Problem details:
In the items running from the line containing "to detect blue" through the line containing "left=0, top=259, right=412, bottom=290", inclusive, replace "locomotive" with "train engine" and reproduce those lines with no other changes.

+++

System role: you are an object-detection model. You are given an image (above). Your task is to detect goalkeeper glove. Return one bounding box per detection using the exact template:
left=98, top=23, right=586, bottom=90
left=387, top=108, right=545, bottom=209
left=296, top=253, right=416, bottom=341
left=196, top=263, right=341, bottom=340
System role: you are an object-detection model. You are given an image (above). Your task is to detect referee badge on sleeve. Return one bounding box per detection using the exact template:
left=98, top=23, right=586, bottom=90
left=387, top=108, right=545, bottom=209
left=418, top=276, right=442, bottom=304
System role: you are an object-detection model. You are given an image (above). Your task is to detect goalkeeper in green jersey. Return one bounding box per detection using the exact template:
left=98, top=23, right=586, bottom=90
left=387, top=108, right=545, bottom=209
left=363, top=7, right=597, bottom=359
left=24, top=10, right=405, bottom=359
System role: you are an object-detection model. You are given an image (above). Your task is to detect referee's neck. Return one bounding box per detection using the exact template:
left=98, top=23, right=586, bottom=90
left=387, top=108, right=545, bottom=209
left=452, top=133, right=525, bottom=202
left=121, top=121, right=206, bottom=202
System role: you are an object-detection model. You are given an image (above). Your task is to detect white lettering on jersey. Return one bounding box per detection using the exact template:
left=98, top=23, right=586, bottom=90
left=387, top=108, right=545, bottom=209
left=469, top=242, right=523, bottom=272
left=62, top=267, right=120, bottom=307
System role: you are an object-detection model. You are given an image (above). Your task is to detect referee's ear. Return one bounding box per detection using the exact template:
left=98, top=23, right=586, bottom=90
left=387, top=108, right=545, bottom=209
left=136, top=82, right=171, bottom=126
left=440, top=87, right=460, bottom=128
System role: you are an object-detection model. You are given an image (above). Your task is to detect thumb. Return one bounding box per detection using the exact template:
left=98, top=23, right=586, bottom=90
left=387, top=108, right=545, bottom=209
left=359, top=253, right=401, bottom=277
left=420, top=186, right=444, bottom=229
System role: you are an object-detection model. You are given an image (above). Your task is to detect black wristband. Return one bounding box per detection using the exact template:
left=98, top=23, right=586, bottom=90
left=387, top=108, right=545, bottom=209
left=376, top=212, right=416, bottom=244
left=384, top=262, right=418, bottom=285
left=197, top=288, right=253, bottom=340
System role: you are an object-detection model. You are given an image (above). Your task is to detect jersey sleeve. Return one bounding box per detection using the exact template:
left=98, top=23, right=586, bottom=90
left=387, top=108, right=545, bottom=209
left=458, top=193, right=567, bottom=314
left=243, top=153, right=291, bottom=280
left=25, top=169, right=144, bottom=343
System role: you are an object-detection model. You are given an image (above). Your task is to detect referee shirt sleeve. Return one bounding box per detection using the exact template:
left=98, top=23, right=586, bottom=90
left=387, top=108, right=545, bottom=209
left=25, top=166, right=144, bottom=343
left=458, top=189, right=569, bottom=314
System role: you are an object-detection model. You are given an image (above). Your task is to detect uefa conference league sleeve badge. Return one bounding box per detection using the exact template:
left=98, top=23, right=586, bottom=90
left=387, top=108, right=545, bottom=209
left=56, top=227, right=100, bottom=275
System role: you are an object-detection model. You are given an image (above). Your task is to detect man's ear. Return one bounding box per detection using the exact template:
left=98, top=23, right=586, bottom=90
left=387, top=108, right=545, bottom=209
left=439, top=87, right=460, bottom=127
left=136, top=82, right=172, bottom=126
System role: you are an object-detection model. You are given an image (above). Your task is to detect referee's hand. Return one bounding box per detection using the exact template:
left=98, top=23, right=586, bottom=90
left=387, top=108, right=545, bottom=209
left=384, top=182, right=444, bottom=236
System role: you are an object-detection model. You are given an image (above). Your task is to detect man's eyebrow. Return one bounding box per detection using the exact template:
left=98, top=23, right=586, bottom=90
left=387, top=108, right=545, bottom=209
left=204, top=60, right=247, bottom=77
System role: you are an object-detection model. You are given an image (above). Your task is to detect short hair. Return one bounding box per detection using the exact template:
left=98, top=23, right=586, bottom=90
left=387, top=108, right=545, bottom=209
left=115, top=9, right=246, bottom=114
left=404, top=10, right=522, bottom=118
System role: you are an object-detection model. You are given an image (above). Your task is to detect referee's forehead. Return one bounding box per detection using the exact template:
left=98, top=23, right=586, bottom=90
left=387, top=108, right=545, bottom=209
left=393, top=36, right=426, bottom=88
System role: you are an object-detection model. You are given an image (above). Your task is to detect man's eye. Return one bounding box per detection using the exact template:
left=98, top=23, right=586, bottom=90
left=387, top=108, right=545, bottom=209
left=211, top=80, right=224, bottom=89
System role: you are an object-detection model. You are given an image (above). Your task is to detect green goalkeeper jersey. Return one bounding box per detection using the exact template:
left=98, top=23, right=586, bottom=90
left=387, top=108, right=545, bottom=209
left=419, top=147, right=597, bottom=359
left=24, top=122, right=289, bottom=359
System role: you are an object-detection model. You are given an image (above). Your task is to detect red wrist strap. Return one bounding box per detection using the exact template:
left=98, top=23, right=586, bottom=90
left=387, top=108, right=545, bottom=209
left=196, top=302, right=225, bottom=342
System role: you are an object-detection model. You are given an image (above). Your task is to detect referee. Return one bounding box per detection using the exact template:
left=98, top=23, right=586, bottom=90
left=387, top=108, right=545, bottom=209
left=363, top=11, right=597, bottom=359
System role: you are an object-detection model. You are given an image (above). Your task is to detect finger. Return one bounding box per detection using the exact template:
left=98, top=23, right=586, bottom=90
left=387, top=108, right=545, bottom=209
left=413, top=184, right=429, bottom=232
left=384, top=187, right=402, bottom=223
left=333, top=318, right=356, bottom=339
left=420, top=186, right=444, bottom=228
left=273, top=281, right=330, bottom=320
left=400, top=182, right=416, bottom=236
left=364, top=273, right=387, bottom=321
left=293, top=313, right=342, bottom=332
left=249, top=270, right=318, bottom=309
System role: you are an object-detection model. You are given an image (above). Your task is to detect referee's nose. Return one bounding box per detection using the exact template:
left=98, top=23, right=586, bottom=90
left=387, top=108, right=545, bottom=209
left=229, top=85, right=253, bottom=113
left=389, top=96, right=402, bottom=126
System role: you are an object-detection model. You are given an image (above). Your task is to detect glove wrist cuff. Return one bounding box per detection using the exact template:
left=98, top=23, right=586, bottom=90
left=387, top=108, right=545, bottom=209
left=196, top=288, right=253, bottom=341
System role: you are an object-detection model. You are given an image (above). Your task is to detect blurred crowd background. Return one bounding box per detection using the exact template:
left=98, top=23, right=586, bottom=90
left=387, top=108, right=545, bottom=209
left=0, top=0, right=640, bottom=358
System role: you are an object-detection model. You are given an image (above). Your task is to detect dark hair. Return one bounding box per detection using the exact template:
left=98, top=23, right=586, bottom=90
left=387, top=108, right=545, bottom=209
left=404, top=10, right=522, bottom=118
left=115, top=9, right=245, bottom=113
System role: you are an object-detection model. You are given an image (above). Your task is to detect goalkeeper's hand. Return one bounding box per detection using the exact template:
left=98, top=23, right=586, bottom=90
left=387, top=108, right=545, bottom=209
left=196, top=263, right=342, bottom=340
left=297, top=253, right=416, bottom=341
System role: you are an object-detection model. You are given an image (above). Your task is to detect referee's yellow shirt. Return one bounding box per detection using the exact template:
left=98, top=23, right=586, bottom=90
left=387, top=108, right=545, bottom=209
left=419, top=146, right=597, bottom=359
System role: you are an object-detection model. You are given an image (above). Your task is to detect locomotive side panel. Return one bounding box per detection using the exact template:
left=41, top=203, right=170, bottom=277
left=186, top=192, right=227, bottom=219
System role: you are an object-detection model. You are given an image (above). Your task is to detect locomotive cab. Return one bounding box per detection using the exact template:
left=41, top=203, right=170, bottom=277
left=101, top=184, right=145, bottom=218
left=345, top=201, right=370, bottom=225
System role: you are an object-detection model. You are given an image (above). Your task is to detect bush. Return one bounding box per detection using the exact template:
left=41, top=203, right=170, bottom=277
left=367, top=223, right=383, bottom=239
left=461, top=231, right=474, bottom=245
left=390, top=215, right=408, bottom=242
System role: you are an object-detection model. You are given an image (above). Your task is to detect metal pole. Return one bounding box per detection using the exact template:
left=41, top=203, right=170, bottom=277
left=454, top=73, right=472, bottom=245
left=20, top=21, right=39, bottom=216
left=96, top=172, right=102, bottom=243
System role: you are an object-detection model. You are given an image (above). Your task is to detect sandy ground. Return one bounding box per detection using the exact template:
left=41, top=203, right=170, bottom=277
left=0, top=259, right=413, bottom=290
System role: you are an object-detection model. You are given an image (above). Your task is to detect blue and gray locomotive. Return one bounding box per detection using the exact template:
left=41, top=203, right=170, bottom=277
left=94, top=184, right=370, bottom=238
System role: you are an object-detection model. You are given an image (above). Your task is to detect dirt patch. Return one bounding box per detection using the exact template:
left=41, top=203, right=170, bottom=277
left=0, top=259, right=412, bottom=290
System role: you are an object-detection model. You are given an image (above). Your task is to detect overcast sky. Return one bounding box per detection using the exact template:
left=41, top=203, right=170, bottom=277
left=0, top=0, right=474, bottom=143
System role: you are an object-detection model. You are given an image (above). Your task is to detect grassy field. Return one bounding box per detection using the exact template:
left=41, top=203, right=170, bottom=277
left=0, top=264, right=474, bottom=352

+++

Exercise solution:
System role: you are an object-detection model. You are given an image (above). Your task is to detect blue and gray train engine. Return one bounding box per detection using the exact template:
left=41, top=203, right=170, bottom=277
left=94, top=184, right=370, bottom=238
System role: you are an object-detection model. You are given an image (above). Your task is to detect dirt patch. Return one bounding box per detection using the exact template:
left=41, top=203, right=170, bottom=277
left=0, top=259, right=412, bottom=290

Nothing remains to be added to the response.